WORK TO BE COMPLETED:
Write out each of the items below word for word, keeping every line as it stands.

## begin SUPPLIED ENTRIES

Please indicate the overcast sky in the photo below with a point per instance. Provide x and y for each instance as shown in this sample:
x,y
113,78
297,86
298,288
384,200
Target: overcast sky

## end SUPPLIED ENTRIES

WRITTEN SOLUTION:
Please indicate the overcast sky in the photo below with a point per instance. Provide x and y for each instance as shown in this sample:
x,y
113,78
297,86
298,288
384,200
Target: overcast sky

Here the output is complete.